Data records =
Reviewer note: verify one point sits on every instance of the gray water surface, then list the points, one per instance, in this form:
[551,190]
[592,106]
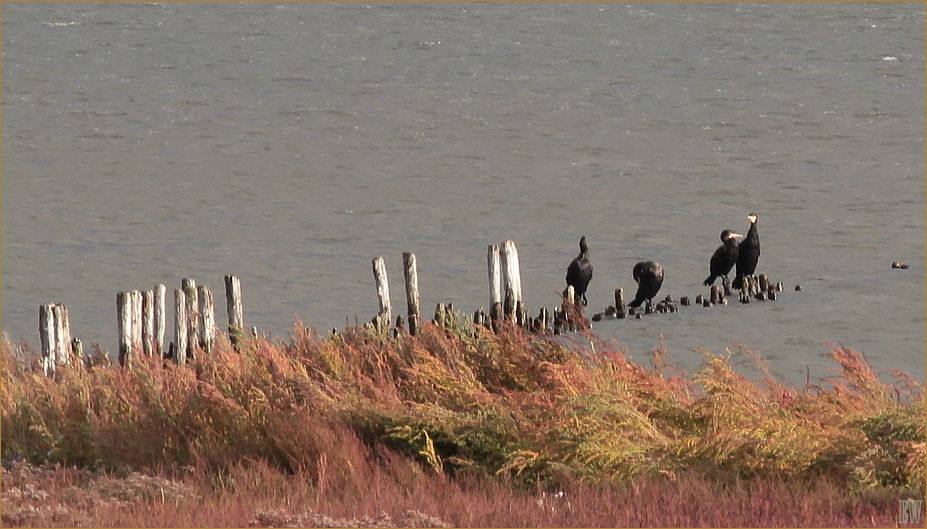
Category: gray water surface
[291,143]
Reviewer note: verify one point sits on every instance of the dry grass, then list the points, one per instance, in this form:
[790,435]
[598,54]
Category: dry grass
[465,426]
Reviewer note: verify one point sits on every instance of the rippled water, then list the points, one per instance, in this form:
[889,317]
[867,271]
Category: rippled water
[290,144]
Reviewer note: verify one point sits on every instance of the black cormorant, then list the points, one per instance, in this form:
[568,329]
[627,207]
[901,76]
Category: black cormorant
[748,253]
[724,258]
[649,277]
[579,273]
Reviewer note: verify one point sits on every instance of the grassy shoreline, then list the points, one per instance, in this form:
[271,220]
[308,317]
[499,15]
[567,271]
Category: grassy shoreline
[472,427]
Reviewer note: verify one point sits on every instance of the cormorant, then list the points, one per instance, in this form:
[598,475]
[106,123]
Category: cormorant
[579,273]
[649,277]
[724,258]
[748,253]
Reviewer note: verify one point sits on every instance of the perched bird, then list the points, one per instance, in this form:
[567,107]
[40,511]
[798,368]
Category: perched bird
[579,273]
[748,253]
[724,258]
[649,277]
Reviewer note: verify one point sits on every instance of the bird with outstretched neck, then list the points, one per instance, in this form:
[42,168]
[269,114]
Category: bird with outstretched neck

Problem statement =
Give the data again exactly as it stands, apart from the pictures.

Result of the task =
Reviewer note: verify one point sits on every instance of the gray water surface, then list the points, one per instance, in this form:
[551,190]
[592,106]
Category: gray water surface
[291,143]
Reviewer note: verify one point sits on every instance of the dry grass, then list the points, one per instance, in this form:
[790,435]
[598,54]
Category: dry grass
[465,426]
Reviewer note: verify one point sits on every instance of the rippled water, then list the points, one per instance, in this form:
[889,317]
[867,271]
Category: rippled water
[290,144]
Reviewer note: verify one point sits on every instance of the black cormorant, then list the points, one per instance, in this form:
[568,329]
[627,207]
[901,76]
Category: black cormorant
[748,253]
[724,258]
[649,277]
[579,273]
Reviewer note: verify one point sits on every instance of the grassy shoreline, then list the points, one per instance, in this form:
[271,220]
[308,317]
[499,15]
[567,271]
Category: grassy shoreline
[472,427]
Reviewer note: verify one point sits on every instance of the cormorant, then list the points, one per instance, in this form:
[598,475]
[106,123]
Category: cormorant
[579,273]
[649,277]
[724,258]
[748,253]
Reviewer note: verify one point sits on every instance of the perched bird, then list the points, one per instance, in this form:
[567,107]
[40,511]
[798,368]
Category: perched bird
[579,273]
[748,253]
[724,258]
[649,277]
Reviewer note: verify one point sits on every instance of the bird with outstretched neck, then list the points, one per instance, in this form:
[42,168]
[269,114]
Category: bird with outstretched neck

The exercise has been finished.